Problem requirements: Number every line of the rows below in order, dropping any blank lines.

Pointing data excerpts
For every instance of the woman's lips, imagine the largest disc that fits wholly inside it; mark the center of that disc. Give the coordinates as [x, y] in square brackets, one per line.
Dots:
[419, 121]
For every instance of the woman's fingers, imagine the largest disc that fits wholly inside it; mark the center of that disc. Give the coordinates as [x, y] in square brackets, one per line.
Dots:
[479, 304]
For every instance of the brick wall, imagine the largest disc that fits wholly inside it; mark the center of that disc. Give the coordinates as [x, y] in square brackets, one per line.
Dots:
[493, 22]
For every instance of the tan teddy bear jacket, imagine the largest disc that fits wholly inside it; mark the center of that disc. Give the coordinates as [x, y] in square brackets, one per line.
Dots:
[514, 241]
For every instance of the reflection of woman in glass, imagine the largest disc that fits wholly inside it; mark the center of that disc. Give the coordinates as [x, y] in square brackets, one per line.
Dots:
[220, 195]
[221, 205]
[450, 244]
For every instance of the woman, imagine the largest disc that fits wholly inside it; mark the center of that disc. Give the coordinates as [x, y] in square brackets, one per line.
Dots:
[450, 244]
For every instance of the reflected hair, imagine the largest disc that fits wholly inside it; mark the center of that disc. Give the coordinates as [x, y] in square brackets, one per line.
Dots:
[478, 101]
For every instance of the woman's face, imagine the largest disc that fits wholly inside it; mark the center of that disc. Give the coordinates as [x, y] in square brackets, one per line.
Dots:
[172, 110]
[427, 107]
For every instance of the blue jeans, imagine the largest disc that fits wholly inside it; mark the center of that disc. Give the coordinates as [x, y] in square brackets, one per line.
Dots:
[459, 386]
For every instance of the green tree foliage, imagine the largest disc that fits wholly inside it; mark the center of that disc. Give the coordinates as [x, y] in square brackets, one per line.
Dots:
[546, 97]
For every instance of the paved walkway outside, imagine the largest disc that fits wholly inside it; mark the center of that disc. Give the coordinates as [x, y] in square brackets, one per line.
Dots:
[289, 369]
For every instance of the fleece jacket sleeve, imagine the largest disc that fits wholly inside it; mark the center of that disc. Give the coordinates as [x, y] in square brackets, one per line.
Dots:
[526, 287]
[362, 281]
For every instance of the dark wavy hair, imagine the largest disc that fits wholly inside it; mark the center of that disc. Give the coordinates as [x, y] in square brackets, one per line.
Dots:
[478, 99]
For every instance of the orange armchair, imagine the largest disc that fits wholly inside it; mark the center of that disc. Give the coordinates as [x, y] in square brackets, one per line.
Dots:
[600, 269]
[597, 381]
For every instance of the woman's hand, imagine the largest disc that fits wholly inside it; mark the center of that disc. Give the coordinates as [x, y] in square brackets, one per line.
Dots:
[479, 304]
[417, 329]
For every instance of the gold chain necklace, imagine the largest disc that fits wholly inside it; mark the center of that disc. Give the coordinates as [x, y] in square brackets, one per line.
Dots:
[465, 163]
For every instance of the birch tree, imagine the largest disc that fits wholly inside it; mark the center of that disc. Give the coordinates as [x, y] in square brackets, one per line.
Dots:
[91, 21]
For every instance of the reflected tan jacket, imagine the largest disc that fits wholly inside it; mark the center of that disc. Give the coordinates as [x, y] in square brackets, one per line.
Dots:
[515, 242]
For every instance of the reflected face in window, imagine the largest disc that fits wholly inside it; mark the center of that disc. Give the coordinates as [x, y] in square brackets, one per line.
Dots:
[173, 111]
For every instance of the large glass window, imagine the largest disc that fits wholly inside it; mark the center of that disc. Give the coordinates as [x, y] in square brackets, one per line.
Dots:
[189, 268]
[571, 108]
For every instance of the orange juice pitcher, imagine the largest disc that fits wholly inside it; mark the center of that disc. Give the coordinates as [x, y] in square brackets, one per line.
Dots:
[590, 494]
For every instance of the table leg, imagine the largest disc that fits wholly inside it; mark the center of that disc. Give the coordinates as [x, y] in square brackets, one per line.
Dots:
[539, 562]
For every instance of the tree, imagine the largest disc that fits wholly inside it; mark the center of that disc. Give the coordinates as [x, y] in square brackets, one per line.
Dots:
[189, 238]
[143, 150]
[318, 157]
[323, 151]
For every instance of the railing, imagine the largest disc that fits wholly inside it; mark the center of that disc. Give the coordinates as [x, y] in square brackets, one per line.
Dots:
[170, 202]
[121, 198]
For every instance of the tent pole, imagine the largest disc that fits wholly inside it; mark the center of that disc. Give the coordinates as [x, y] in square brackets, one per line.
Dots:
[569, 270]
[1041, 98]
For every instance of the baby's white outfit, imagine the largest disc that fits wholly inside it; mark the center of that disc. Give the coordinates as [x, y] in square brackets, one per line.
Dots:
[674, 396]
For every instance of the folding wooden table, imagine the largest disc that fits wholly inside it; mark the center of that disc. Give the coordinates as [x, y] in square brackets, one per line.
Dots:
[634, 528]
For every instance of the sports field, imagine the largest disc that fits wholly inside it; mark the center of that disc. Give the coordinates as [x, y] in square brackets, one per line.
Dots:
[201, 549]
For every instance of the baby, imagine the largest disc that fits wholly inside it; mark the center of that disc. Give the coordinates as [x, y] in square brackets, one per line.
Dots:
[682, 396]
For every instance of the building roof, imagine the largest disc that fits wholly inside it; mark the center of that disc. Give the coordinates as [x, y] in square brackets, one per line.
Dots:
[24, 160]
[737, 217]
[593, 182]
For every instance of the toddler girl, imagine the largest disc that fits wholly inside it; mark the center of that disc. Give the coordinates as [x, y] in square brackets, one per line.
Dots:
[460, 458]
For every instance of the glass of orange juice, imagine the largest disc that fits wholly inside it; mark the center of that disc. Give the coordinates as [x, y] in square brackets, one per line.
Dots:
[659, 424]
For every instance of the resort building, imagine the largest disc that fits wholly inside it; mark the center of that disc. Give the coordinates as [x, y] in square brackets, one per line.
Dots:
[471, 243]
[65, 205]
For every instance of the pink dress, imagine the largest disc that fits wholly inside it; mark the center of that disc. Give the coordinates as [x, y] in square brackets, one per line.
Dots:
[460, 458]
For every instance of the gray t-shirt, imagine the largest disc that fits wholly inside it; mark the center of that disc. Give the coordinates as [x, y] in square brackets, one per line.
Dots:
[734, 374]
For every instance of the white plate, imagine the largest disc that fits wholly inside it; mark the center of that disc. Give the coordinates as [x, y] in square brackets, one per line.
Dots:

Completed exercise:
1. For every instance of the woman's lips, imagine the largest disc that fits wholly inside it; mark the center of that disc. Give the coordinates as [x, y] in square brackets, one per line.
2. Dots:
3. [419, 121]
4. For every instance of the woman's fingers, imagine the largest disc that fits wholly inside it; mark the center of that disc. Give the coordinates as [x, y] in square brackets, one per line.
5. Dots:
6. [479, 304]
7. For every instance of the brick wall, imagine the largest disc that fits wholly inside it; mark the center of that disc. Give the coordinates as [x, y] in square brackets, one per line.
8. Dots:
9. [493, 22]
10. For every instance of the tan teddy bear jacket, imagine the largest disc that fits wholly inside it; mark the center of that disc. Give the coordinates as [x, y] in square brackets, one per line.
11. Dots:
12. [514, 241]
13. For every instance of the reflection of woman in glass, imagine the largest disc that fits wholly inside it; mark the center of that disc. Give the coordinates as [x, y] in square brackets, one per line.
14. Dots:
15. [220, 195]
16. [221, 205]
17. [450, 244]
18. For every instance of the woman, imagine the largest disc that fits wholly inside it; mark the center of that disc. Give the coordinates as [x, y] in square brackets, one per line.
19. Dots:
20. [450, 244]
21. For every instance of the reflected hair, imagine the largest disc that fits wholly inside it; mark the center of that disc. Give the coordinates as [x, y] in square brackets, one per line.
22. Dots:
23. [478, 101]
24. For every instance of the woman's face, imagine the largest disc that fits wholly inside it; mark the center of that disc. Give the coordinates as [x, y] in square brackets, one per line.
25. Dots:
26. [172, 110]
27. [427, 107]
28. For every instance of the blue jeans, imagine the largest disc that fits wholly inside it; mark the center of that disc. Give the coordinates as [x, y] in square brackets, one per line.
29. Dots:
30. [459, 386]
31. For every instance of the green tree foliage, imagine the largest disc that fits wholly inside it; mark the center of that disc. Give the coordinates as [x, y] in square brackets, one per line.
32. Dots:
33. [546, 97]
34. For every instance of the paved walkway outside, imagine the largest disc that fits wholly inside it; mark the center of that disc. Give the coordinates as [x, y] in square brackets, one per line.
35. Dots:
36. [289, 369]
37. For every instance of the fleece jacket sleeve, imagine the largest disc that fits wholly inside it; mark the center of that disc. Give the coordinates as [x, y] in square brackets, one per line.
38. Dots:
39. [526, 287]
40. [362, 281]
41. For every instance of the dark wavy hair, imagine the largest disc that fits wholly inside it; mark the center of that disc. Give the coordinates as [x, y] in square brackets, one per line.
42. Dots:
43. [478, 99]
44. For every instance of the orange armchair, imagine the largest disc that fits wholly inside it; mark the center of that disc. Give the coordinates as [x, y] in square brackets, one per line.
45. Dots:
46. [600, 269]
47. [597, 381]
48. For every instance of the woman's hand, imagine the largest disc that fits wholly inside it; mark the center of that disc. Give the coordinates as [x, y] in square brackets, one per line.
49. Dots:
50. [479, 304]
51. [417, 329]
52. For every instance of the gold chain necklace, imagine the largest disc that fits wholly inside it; mark the center of that disc. Give the coordinates as [x, y] in square brackets, one per line.
53. Dots:
54. [465, 163]
55. For every instance of the birch tree, imagine the largest disc that fits wholly inside it; mark the center of that disc. Give the coordinates as [x, y] in square brackets, one per line.
56. Dots:
57. [91, 21]
58. For every instance of the reflected tan jacket, imagine the largest disc that fits wholly inside it; mark the center of that disc. Give the coordinates as [x, y] in square brackets, one per line.
59. Dots:
60. [515, 242]
61. For every instance of the reflected face in window, imagine the largest disc that fits wholly inside it; mark the center of that disc. Give the coordinates as [x, y] in square brackets, one per line.
62. Dots:
63. [173, 111]
64. For every instance of the large glass window, imagine the largest disc that fits wholly inside it; mark the center of that disc. Give the coordinates as [x, y] in square brackets, one per line.
65. Dots:
66. [189, 268]
67. [571, 108]
68. For every instance of the orange juice pitcher, imagine the largest disc that fits wholly inside it; mark the center of that disc. Give the coordinates as [x, y] in square brackets, one per line.
69. Dots:
70. [590, 494]
71. For every instance of the table leg, imagine the largest disc that fits wholly inside it; mark the center of that disc. Give the coordinates as [x, y] in square brackets, one per line.
72. Dots:
73. [539, 562]
74. For every instance of the tree, imagine the largest disc that fits wholly inside it; mark the center of that disc. Give the coordinates as [x, y] in square brackets, one per line.
75. Dots:
76. [189, 238]
77. [143, 150]
78. [318, 157]
79. [323, 151]
80. For every instance of the railing, imagine the largest disc that fits wholly inside it; mark the center of that disc. Give the coordinates as [x, y] in square brackets, one per line.
81. Dots:
82. [170, 202]
83. [121, 198]
84. For every instance of the tent pole, imagine the largest disc that fits wholly inside it; mark the center of that disc. Give the coordinates as [x, y] in square brackets, one per line.
85. Dots:
86. [569, 270]
87. [1041, 98]
88. For every instance of the baby's white outfit, imagine the largest disc that fits wholly inside it; mark the center of that disc. Give the coordinates as [x, y] in square brackets, one per line.
89. Dots:
90. [674, 396]
91. For every instance of the folding wooden table, imagine the largest disc that fits wholly inside it; mark the center of that disc. Give the coordinates as [x, y] in square brackets, one per line.
92. Dots:
93. [634, 528]
94. For every instance of the sports field, imagine the largest disc that fits wholly inside it; mark the center of that disc. Give the coordinates as [x, y] in square brackets, one per line.
95. Dots:
96. [201, 549]
97. For every instance of the baby, imagine the largest disc that fits wholly inside it; mark the center of that disc. Give the coordinates as [x, y] in square brackets, one per line.
98. Dots:
99. [682, 396]
100. For every instance of the building roof, imagine the largest disc that fits wholly inside it; mark the center of that disc. Give the coordinates as [x, y] in square brackets, one per line.
101. Dots:
102. [24, 160]
103. [737, 217]
104. [593, 182]
105. For every instance of the toddler girl, imagine the largest disc that fits wholly inside it; mark the center of that disc. Give the coordinates as [x, y] in square brackets, one per line.
106. Dots:
107. [460, 458]
108. For every instance of the glass of orange juice, imagine the largest disc that fits wholly inside it; mark the center of that disc. Give the coordinates as [x, y] in square brackets, one per line.
109. Dots:
110. [659, 424]
111. For every instance of the resort building, imagine the largest disc that fits wholly inside it; mark the center of that disc. Give the coordinates as [x, y] in square brackets, one per line.
112. Dots:
113. [471, 243]
114. [65, 205]
115. For every instance of the pink dress, imagine the largest disc that fits wholly inside it; mark the center of that disc. Give the coordinates as [x, y] in square brackets, one per line.
116. Dots:
117. [460, 458]
118. For every instance of the gray t-shirt, imagine the largest disc that fits wholly inside it; mark the center of that disc. Give the coordinates as [x, y] in square brackets, one per line.
119. Dots:
120. [734, 374]
121. For every instance of the white plate, imagine the largest disc that fits wholly inside it; mark the center of that disc. Give the coordinates as [x, y] in square brackets, one per line.
122. Dots:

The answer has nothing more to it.